→ 提供テキスト
--------------------------------------------------
東和薬品については、当社の生産管理・品質管理体制をご評価いただいたことで製品への需要が高く、販売数量が伸びて増収増益となりました。三生医薬とTowa INTにおいても、事業の好調や、売上構成の改善による売上原価率の低下により、増収増益となっています。

畑上

東和薬品の販売数量は約152億錠と、生産数量約143億錠を大きく上回る結果となりました。山形工場での増産対応を進めていますが、2025年3月期は市場からの需要に対して在庫を減らして対応しました。三生医薬は連結子会社化したカマタの影響と、粗利率の良いソフトカプセル事業が伸長したことで売上原価率が低下しました。Towa INTも、欧州が主力製品の好調によりBtoB 事業とBtoC事業ともに好調であり、新製品や粗利率の良い製品の売上が伸びたことで売上原価率が低下しました。また、東和薬品とTowa INTのシナジーとして、スペインのマルトレージャス工場で日本向けのエソメプラゾールカプセル10mg/20mg「トーワ」の製造を増やしています。

中期経営計画の1年目を終えて、
新たに見えてきた課題は
ありますか。

國分

全体的な業績は順調に推移したと思います。営業利益も上方修正を繰り返し、対前期比としては売上高・営業利益ともに二桁アップの増収増益となりました。ただ、それでも課題は必ず見えてきます。例えば、利益をけん引しているのは東和薬品のジェネリック医薬品事業ですが、社会からの要請に十分に応えられる供給量を生産できなかったことが大きな課題です。要因としては、山形工場において当初計画通り採用が進まず人員不足が生じたこと、市場の需要に応じてかなりの品目の生産計画を変更したために効率が低下してしまったことの2点です。人員不足については、採用人数の拡大や他本部・他工場からの応援によって対応し、2025年4月時点で山形工場固形製剤棟において必要な人員が充足いたしました。生産計画の変更については、2026年3月期から生産計画の変更範囲を一定幅で決めることで、生産効率が悪化しないよう取り組んでいます。他にも、研究開発費等の販管費の未消化で利益が上振れる状態が続いたことも、計画と実績のギャップがあるという課題であり、改善していく必要があると考えています。

畑上

生産効率向上に向けて、包装工程への自動ロボットの導入など生産の効率化・省人化や、ロットサイズの拡大に向けた設備の大型化にも取り組んでいます。また、2026年3月期から全社のデータやシステムを統合するDXプロジェクトも開始いたしました。生産計画の変更による効率悪化、販管費の未消化による計画と実績のギャップなど、社内のデータ連携という部分に課題があることが分かったため、さまざまな情報や状況を見える化することで解決すべく取り組んでいます。
--------------------------------------------------
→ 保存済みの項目
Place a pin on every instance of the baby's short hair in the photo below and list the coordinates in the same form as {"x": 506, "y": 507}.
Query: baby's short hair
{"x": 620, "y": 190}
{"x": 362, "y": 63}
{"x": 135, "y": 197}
--------------------------------------------------
→ 課題
東和薬品グループの業績と課題についての文章を、最後の文の後から書き継いでください。 記録は使わなくてかまいません。

→ 回答欄
※画像をクリックすると拡大します。

工場や生産設備が整い、いよいよ
回収のターンへ

中期経営計画の2年目となる
2026年3月期の計画について教えてください。

國分

グループ全体の業績を大きくけん引するのはやはり東和薬品であり、そのカギを握るのはジェネリック医薬品の供給数量です。山形工場第三固形製剤棟での人員確保と設備導入は予定通りに進んでおり、2027年3月期に3工場の年間生産能力175億錠を実現すべく、今期はその中間として約162億錠の生産数量計画としています。山形工場の増産が着実に整備できる見込みであることと2025年3月期の実績が当初想定よりも上振れたこと等から第6期中計の計数目標を見直し、営業利益(累計)目標を680億円以上から800億円以上へと上方修正いたしました。

畑上

2026年3月期の東和薬品は、生産数量の増加に伴って販売数量も約160億錠に増加する計画です。それに加え、近年の追補品(ジェネリック 医薬品にとっての新製品)の拡売に注力しています。近年追補品は、患者さんや医療従事者の皆さまに新しい薬が持つメリットを享受していただけるとともに、当社にとっても利益率の確保につながります。数量と単価の両面から業績を上げていく計画としております。三生医薬はソフトカプセル事業を伸ばすことで原価改善と利益確保を進め、Towa INTは新製品の発売により一定の利益を確保しながら研究開発への投資を強化する計画です。また、東和薬品とTowa INTとのシナジー創出の一環として、共同開発を開始いたしました。

未来へ事業をつなぐ研究開発費や
設備
投資の計画についても教えてください。

國分

東和薬品の研究開発費については、ジェネリック医薬品の新製品開発に加え、新たな取り組みである2025年5月に発売したリバルエン®LAパッチ25.92mg/51.84mgのような新医薬品やブロモクリプチンのドラッグリポジショニングなどの臨床開発費、世界規模の課題となっているニトロソアミン問題への対応費用を確保しています。また、Towa INTに関しては、今中計期間は第7期中期経営計画に向けた成長のための投資期間と定めています。具体的な製品の上市は次期中期経営計画もしくはその次となる見込みですが、製品ポートフォリオ拡充を目指した研究開発投資を増やしています。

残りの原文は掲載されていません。